Stored items from a collection:
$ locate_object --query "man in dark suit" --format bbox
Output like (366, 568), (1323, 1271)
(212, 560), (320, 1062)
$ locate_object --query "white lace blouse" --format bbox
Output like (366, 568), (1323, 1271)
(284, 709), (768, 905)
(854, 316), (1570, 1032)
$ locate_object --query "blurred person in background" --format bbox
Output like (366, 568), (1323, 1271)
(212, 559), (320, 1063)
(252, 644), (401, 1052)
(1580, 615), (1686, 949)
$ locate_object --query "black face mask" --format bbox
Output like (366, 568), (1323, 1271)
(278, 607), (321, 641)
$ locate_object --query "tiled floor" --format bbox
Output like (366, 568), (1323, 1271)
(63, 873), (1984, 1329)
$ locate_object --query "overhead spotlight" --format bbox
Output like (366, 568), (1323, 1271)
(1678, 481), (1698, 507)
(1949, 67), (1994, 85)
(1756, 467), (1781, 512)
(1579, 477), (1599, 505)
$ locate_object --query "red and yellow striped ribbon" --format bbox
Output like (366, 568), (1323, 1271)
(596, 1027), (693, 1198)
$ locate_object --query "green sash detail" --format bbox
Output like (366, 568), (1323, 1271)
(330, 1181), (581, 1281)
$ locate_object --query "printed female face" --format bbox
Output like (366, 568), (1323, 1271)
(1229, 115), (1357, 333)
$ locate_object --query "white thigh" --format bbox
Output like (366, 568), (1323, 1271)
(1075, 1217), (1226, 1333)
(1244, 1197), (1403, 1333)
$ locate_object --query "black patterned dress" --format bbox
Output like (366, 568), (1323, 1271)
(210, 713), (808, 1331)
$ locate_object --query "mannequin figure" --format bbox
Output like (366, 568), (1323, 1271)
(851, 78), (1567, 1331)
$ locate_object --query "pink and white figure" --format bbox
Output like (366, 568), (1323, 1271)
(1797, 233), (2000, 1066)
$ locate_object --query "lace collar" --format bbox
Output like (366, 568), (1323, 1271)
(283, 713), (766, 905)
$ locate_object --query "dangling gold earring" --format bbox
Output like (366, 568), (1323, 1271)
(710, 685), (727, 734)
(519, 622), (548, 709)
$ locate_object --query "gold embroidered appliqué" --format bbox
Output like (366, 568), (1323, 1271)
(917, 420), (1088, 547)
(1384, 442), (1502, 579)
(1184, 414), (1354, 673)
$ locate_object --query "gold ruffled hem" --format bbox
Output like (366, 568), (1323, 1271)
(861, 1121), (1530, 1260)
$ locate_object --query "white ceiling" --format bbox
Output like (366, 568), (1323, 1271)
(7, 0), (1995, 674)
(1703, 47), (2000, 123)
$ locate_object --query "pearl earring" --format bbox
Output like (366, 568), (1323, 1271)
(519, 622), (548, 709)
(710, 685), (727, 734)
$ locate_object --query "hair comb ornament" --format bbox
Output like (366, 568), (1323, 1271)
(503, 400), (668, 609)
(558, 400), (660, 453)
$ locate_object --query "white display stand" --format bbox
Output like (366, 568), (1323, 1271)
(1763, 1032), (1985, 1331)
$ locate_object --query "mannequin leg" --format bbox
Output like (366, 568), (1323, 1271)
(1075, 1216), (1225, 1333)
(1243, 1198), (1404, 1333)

*Activity:* Output the data in full, precisely as it appears above.

*Written answer:*
$ locate_object --query "man in dark suit" --format bbox
Output like (366, 568), (1323, 1271)
(212, 560), (320, 1062)
$ locate_object --query "white lace blouse" --format bbox
Output like (366, 568), (1323, 1271)
(284, 709), (768, 905)
(854, 316), (1570, 1032)
$ locate_object --query "blurred person in background" --format bbox
Output like (366, 568), (1323, 1271)
(212, 559), (320, 1063)
(252, 644), (401, 1052)
(1580, 615), (1686, 949)
$ locate_object --query "black face mask" --format bbox
Output like (366, 568), (1323, 1271)
(278, 607), (321, 641)
$ locate_object --query "tiled floor" --format bbox
Output like (366, 568), (1323, 1271)
(63, 873), (1984, 1329)
$ locate_object --query "overhead spotlight" --format bbox
Output like (366, 568), (1323, 1271)
(1678, 481), (1698, 507)
(1949, 67), (1994, 85)
(1756, 467), (1781, 512)
(1579, 477), (1599, 505)
$ locate_object --query "red and yellow striped ribbon" --format bbox
Output like (366, 568), (1323, 1271)
(596, 1027), (693, 1198)
$ locate_object --query "green sash detail" --format bbox
Output like (366, 568), (1323, 1271)
(330, 1181), (581, 1281)
$ locate_object --query "printed female face" --format bbox
Output like (366, 568), (1323, 1271)
(1229, 115), (1357, 333)
$ locate_object --query "white thigh" --format bbox
Output like (366, 568), (1323, 1271)
(1075, 1217), (1226, 1333)
(1244, 1197), (1403, 1333)
$ locate_object --query "black patterned dress" --format bbox
Output like (366, 568), (1323, 1271)
(210, 713), (808, 1331)
$ locate_object --query "mannequin figure" --format bbox
Output like (366, 568), (1323, 1271)
(851, 78), (1567, 1331)
$ locate_object --query "pink and white figure" --format bbox
Output like (366, 568), (1323, 1271)
(1797, 233), (2000, 1066)
$ locate_object --query "lace collar" --format bbox
Output like (366, 568), (1323, 1271)
(283, 713), (766, 905)
$ locate_object --query "dangling gold earring" --format bbox
Output like (366, 568), (1323, 1271)
(710, 685), (727, 734)
(519, 622), (548, 709)
$ locate_object --query "gold embroidered appliqué" --format bbox
Output like (366, 568), (1323, 1271)
(917, 420), (1088, 547)
(1384, 442), (1502, 579)
(1184, 414), (1354, 673)
$ locate_object --query "gold ruffled hem" --format bbox
Output like (366, 568), (1323, 1271)
(861, 1121), (1530, 1260)
$ locate_object --query "white ceiling" --format bbox
Output like (366, 568), (1323, 1271)
(7, 0), (1995, 674)
(1703, 47), (2000, 123)
$ locate_object --query "pearl earring" --format bbox
Output like (366, 568), (1323, 1271)
(519, 622), (548, 709)
(710, 685), (727, 734)
$ locate_object --query "hair comb ornament" --format bbox
Output like (366, 568), (1323, 1271)
(503, 400), (668, 609)
(558, 400), (660, 453)
$ locate_object --query "white display stand" --format bbox
Output like (366, 568), (1323, 1271)
(1763, 1032), (1985, 1331)
$ locate_object --query "mannequin leg" --format bbox
Output like (366, 568), (1323, 1271)
(1075, 1216), (1225, 1333)
(1243, 1198), (1404, 1333)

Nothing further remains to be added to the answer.